练习任务
把下列全部条目逐行照原样抄写一遍。
─── 条目列表 ───
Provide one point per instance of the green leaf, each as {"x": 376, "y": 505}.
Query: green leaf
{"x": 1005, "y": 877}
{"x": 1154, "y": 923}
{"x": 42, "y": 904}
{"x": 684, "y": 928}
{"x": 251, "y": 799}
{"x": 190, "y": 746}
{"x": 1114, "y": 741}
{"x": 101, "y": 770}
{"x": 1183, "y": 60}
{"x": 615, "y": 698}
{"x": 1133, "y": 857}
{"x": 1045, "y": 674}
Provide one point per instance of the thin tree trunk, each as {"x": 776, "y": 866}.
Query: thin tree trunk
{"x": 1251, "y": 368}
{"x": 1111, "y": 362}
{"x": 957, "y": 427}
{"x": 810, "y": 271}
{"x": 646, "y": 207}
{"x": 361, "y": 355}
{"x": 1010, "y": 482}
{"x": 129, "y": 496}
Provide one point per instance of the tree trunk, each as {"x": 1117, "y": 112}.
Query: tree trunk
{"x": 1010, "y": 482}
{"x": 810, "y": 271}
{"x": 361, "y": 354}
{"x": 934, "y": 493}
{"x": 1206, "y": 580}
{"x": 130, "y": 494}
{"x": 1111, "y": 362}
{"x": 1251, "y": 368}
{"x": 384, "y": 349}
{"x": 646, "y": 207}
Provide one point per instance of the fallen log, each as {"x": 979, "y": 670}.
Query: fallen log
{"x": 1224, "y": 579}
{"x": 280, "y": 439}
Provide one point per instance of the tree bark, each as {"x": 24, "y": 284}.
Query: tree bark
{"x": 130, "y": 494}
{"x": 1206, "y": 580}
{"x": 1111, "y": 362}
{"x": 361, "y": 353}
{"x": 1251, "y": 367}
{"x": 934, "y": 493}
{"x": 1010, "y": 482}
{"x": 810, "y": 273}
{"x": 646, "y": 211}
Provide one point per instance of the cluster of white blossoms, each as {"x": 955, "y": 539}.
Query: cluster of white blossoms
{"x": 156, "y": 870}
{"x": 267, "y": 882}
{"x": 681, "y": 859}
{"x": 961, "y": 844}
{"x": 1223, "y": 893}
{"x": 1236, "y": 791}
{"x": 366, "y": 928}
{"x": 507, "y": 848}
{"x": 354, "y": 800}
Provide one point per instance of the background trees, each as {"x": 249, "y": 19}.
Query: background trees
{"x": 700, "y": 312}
───
结果如下
Provide one point per instance of the green leaf, each as {"x": 376, "y": 505}.
Query: green leaf
{"x": 1005, "y": 877}
{"x": 1154, "y": 923}
{"x": 42, "y": 904}
{"x": 684, "y": 928}
{"x": 251, "y": 799}
{"x": 190, "y": 746}
{"x": 1114, "y": 741}
{"x": 101, "y": 770}
{"x": 1183, "y": 60}
{"x": 615, "y": 698}
{"x": 1133, "y": 857}
{"x": 1045, "y": 674}
Provide one point per instance of the thin tree trunk, each as {"x": 776, "y": 866}.
Query: thin tree trunk
{"x": 1251, "y": 368}
{"x": 1111, "y": 362}
{"x": 957, "y": 427}
{"x": 810, "y": 271}
{"x": 646, "y": 207}
{"x": 361, "y": 355}
{"x": 1010, "y": 482}
{"x": 129, "y": 496}
Provide one point per instance of the tree trunk, each as {"x": 1117, "y": 112}.
Query: tree trunk
{"x": 1010, "y": 482}
{"x": 810, "y": 271}
{"x": 361, "y": 354}
{"x": 934, "y": 493}
{"x": 1206, "y": 580}
{"x": 130, "y": 494}
{"x": 1111, "y": 362}
{"x": 1251, "y": 368}
{"x": 384, "y": 349}
{"x": 646, "y": 207}
Provide one point per instance of the fallen log, each as {"x": 979, "y": 670}.
Query: fallen log
{"x": 1224, "y": 579}
{"x": 280, "y": 439}
Provide one point per instance of the tree bark, each as {"x": 24, "y": 284}.
Query: tree bark
{"x": 130, "y": 494}
{"x": 1206, "y": 580}
{"x": 1111, "y": 362}
{"x": 361, "y": 353}
{"x": 1251, "y": 367}
{"x": 934, "y": 493}
{"x": 1010, "y": 482}
{"x": 810, "y": 273}
{"x": 646, "y": 211}
Provide one point per instance of the cluster of white blossoms, each as {"x": 955, "y": 539}.
Query: cluster of white blossoms
{"x": 156, "y": 870}
{"x": 267, "y": 882}
{"x": 681, "y": 859}
{"x": 961, "y": 844}
{"x": 1223, "y": 893}
{"x": 1236, "y": 791}
{"x": 366, "y": 928}
{"x": 507, "y": 848}
{"x": 354, "y": 800}
Provide one point per instance of the background trees, each as {"x": 249, "y": 19}.
Query: background trees
{"x": 700, "y": 312}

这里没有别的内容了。